### STATED EXERCISE
Collect every line of the rows below that contains the word "straw", and copy each one out in full.

[Location identification items]
begin

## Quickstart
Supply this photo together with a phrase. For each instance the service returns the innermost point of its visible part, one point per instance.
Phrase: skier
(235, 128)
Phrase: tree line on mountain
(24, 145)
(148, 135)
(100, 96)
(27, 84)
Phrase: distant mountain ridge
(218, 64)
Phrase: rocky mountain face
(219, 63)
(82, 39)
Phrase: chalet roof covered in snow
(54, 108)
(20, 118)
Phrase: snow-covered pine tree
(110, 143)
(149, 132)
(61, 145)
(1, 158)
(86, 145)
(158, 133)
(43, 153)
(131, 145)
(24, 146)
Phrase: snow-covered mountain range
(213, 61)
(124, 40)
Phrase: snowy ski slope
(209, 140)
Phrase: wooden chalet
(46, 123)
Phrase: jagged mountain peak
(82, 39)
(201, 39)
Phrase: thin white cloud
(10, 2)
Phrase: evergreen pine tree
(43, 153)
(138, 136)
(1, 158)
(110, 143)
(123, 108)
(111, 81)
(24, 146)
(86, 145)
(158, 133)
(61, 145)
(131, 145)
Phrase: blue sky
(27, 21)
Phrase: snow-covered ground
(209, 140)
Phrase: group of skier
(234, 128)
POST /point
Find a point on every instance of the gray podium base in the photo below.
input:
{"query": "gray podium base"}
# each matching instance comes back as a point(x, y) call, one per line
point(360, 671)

end
begin

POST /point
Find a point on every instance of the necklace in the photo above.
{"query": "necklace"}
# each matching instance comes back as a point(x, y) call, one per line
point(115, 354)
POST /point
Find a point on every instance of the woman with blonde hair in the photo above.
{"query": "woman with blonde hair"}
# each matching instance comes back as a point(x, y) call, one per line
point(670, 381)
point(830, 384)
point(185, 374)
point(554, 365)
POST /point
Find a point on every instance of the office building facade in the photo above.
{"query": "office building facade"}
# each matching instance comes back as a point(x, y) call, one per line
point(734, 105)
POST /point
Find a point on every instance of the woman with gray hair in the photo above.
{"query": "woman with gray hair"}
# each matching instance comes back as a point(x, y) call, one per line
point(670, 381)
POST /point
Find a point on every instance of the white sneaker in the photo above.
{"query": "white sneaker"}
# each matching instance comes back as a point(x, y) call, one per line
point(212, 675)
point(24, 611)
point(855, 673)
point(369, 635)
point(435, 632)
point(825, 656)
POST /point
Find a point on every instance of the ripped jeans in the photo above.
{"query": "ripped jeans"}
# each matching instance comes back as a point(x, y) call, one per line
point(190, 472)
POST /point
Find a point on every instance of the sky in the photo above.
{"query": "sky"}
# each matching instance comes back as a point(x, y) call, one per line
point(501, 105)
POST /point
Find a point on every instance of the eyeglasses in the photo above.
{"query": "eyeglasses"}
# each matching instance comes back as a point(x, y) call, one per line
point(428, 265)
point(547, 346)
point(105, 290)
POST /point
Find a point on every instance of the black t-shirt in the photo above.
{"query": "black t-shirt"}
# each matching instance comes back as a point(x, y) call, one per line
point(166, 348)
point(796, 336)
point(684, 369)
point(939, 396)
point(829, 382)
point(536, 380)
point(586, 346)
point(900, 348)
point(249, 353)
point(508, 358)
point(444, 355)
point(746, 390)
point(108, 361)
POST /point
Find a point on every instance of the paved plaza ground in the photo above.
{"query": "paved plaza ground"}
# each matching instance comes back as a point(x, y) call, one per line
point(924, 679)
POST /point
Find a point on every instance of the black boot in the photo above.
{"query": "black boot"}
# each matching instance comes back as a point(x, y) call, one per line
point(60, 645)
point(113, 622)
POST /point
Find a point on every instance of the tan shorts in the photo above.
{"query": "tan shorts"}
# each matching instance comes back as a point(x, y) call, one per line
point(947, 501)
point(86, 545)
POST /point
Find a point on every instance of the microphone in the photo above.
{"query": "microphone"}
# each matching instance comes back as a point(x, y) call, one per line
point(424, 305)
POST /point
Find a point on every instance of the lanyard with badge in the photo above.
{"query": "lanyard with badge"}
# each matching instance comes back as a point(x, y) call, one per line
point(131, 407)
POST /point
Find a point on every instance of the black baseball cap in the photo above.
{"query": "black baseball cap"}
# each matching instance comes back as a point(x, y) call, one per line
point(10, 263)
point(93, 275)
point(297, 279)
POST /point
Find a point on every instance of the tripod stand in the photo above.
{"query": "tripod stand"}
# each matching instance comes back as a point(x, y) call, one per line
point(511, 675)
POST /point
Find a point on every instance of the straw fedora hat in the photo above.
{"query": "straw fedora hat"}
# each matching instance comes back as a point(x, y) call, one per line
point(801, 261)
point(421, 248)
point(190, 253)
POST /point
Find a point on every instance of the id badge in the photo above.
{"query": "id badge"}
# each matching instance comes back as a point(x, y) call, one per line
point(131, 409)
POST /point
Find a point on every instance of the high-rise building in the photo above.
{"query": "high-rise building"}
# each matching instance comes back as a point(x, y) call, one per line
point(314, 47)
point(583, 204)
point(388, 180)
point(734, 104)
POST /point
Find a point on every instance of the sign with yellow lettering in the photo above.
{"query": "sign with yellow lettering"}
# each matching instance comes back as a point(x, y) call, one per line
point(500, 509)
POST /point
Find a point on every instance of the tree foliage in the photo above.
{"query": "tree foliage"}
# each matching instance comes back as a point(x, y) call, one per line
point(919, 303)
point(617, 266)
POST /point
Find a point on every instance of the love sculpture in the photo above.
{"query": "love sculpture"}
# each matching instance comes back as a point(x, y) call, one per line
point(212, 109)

end

### EXERCISE RESULT
Find a point on every instance of the straw fedora hat in the photo above.
{"query": "straw fedora hat"}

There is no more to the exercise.